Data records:
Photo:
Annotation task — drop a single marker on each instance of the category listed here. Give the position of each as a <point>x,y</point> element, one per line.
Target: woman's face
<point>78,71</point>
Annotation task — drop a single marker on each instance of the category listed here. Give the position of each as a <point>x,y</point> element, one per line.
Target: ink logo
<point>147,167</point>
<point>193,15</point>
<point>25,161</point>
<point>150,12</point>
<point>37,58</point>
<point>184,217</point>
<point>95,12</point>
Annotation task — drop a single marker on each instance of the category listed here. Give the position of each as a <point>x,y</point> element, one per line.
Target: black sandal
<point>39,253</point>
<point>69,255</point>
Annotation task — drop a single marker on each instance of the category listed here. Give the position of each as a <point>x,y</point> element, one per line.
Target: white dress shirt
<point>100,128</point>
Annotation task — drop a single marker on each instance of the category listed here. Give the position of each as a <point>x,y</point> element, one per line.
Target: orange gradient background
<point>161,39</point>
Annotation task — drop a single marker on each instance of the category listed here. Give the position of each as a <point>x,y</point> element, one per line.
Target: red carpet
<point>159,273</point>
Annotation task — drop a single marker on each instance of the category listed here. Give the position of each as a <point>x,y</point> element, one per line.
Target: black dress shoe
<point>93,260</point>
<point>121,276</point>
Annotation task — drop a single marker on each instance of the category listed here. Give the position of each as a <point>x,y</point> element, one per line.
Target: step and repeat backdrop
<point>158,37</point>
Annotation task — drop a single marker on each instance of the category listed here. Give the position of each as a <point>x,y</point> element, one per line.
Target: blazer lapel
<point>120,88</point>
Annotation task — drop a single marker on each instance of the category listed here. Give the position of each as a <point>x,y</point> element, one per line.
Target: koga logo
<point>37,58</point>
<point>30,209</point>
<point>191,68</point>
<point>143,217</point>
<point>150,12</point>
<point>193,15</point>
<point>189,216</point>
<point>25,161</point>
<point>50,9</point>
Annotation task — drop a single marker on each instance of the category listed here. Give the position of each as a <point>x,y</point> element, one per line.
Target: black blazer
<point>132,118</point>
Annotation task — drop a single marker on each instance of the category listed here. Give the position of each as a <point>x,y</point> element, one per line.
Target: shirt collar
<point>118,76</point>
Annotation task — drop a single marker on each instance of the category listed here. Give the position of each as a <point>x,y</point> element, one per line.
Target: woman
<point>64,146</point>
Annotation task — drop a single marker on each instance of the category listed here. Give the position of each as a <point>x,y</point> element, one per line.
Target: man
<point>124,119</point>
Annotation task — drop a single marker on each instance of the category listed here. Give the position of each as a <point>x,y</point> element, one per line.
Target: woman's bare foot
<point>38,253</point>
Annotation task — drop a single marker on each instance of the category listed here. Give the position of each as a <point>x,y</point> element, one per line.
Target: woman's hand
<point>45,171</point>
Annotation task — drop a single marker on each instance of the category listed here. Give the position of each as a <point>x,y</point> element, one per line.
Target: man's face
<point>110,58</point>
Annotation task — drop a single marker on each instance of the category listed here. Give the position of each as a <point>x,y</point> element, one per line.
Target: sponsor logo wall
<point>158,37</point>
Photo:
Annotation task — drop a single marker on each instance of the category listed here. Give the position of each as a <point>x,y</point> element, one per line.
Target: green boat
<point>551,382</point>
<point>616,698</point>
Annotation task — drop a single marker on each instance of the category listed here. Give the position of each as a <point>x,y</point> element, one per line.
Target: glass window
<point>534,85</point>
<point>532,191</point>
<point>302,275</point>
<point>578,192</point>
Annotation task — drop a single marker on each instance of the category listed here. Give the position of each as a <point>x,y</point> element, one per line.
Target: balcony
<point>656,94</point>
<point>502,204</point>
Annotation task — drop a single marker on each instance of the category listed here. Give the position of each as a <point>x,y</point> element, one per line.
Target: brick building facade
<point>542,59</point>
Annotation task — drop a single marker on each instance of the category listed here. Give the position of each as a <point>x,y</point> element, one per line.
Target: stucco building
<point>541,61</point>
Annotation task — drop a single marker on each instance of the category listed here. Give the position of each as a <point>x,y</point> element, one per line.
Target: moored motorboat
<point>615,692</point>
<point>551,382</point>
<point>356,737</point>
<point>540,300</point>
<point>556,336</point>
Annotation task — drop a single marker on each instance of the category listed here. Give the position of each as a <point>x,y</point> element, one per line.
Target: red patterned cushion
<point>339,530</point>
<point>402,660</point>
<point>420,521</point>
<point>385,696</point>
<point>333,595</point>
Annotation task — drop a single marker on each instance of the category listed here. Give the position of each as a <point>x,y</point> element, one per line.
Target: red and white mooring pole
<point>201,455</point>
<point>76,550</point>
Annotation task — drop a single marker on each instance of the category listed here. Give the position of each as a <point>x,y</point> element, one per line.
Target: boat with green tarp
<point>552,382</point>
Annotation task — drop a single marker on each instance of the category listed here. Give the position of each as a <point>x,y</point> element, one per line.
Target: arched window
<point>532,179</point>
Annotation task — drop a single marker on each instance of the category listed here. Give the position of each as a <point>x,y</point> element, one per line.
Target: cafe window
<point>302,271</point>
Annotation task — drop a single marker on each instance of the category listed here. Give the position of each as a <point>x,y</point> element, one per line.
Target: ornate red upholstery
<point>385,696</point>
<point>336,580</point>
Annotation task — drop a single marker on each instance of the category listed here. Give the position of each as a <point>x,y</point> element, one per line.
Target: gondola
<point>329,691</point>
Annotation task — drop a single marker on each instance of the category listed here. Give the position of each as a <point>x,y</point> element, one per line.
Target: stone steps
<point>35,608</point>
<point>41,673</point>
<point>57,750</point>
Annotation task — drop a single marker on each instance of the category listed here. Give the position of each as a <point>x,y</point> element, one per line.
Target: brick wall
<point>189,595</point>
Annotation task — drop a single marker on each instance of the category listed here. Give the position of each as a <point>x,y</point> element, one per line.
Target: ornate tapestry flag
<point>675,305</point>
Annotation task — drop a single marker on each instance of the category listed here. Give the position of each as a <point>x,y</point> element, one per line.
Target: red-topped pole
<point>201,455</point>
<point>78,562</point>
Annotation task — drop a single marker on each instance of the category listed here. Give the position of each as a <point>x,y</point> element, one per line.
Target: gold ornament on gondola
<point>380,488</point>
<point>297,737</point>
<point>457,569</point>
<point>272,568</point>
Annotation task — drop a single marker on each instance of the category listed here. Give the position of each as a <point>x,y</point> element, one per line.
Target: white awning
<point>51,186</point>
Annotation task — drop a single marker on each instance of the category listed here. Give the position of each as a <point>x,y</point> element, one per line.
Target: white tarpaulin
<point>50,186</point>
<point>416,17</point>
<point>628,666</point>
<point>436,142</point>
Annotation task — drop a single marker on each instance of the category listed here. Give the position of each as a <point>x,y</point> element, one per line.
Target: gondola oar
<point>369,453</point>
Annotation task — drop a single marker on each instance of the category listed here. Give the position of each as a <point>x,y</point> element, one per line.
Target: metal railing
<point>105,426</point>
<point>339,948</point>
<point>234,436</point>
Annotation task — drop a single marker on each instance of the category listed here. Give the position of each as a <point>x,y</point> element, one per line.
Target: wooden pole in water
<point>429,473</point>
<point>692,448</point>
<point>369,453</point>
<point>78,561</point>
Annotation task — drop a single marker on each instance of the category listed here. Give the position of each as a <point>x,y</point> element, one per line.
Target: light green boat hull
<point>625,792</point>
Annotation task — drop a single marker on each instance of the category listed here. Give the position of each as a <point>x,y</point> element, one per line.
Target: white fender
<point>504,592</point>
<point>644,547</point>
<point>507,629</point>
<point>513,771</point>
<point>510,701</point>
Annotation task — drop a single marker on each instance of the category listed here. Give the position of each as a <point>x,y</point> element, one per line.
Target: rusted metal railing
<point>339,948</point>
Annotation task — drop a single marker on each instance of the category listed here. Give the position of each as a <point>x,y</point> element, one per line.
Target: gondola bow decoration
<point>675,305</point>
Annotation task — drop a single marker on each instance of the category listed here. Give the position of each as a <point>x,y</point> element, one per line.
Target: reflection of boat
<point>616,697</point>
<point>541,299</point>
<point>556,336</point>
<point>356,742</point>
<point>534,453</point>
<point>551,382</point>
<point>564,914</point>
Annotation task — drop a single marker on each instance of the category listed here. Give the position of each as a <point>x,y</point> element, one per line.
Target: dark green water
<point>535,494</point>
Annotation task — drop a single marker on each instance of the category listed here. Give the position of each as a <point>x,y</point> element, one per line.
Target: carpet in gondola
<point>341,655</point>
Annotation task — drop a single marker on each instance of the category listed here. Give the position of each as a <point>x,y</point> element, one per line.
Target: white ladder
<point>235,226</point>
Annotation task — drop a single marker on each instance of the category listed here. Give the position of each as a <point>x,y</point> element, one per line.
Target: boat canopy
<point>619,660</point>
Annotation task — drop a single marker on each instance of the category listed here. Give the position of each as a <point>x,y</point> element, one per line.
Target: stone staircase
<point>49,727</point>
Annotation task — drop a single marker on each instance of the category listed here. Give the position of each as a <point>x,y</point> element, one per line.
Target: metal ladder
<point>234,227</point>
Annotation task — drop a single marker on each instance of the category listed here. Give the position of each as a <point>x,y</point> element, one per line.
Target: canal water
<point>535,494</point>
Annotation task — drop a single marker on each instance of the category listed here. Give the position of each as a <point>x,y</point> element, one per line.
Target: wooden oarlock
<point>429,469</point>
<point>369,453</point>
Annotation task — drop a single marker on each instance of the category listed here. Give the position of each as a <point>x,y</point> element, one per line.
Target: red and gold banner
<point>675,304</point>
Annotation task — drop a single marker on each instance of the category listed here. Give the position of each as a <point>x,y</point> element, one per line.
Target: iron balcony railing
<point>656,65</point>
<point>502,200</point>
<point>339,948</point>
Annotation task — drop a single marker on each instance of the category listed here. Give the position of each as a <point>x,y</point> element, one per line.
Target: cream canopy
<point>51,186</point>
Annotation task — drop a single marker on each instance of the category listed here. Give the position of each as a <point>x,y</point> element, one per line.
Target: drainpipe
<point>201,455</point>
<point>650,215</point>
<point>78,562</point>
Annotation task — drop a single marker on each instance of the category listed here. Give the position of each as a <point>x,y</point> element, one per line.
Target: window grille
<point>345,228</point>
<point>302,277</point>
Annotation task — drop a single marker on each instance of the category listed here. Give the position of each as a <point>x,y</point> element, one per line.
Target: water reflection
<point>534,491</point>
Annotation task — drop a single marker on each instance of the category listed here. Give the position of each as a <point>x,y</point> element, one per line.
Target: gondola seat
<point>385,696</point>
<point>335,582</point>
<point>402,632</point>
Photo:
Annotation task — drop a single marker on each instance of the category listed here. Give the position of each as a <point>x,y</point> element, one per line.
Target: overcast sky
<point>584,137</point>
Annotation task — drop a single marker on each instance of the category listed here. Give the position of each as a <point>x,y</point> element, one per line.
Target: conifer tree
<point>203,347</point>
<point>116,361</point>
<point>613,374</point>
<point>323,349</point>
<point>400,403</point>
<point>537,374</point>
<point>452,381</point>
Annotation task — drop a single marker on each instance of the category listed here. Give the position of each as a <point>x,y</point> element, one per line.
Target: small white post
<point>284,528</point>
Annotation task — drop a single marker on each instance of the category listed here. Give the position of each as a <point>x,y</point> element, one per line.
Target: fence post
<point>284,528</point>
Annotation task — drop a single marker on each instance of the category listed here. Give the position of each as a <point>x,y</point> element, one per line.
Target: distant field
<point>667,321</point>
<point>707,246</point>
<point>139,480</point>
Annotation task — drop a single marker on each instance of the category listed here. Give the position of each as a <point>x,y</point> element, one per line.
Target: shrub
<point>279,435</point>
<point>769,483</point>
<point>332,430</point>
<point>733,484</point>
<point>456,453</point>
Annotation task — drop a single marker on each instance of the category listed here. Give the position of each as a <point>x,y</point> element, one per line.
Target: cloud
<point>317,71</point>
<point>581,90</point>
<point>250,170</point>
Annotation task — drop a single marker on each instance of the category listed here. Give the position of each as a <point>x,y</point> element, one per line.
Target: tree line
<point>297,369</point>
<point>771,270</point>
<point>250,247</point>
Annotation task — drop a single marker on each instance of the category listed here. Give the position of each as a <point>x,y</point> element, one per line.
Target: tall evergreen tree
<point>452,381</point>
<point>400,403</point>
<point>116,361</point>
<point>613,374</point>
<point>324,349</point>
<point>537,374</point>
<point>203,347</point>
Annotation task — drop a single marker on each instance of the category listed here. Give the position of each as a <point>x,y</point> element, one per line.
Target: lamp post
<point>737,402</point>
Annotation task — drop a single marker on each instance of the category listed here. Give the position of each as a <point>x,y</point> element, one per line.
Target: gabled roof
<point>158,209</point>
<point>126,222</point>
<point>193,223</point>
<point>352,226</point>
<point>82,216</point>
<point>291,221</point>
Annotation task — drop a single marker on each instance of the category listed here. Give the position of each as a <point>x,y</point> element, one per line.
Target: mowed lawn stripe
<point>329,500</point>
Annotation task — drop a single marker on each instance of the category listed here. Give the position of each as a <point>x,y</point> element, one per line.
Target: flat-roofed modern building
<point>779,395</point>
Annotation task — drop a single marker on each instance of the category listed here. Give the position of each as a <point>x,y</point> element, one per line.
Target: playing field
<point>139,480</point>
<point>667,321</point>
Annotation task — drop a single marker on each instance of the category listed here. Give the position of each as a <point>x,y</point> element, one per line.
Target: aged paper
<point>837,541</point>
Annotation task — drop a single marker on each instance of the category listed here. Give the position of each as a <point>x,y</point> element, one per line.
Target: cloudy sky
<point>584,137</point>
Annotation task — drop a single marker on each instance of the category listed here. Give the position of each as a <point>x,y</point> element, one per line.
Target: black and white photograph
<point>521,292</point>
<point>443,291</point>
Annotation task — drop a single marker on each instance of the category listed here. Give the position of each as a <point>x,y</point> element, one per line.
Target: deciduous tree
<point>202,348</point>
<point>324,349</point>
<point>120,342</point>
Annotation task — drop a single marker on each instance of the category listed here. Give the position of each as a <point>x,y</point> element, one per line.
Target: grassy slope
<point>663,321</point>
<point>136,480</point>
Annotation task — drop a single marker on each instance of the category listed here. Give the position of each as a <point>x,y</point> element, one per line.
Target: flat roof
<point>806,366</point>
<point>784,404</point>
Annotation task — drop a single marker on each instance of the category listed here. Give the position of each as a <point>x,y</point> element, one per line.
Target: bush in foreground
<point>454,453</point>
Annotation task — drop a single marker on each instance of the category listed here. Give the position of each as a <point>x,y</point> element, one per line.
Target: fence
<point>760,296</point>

TASK
Only the lines from the one with "Target: flat roof" through the final line above belong in the answer, each retyped exactly.

EXPECTED OUTPUT
Target: flat roof
<point>806,366</point>
<point>784,404</point>
Annotation task — drop a single marker on each instance of the category listed here. Give the position of each as a <point>x,y</point> element, one per line.
Target: bush in foreground
<point>454,453</point>
Annotation task — drop a single marker on each instance of the category listed here. Give the position of each as a <point>x,y</point> element, one per line.
Target: fence
<point>760,296</point>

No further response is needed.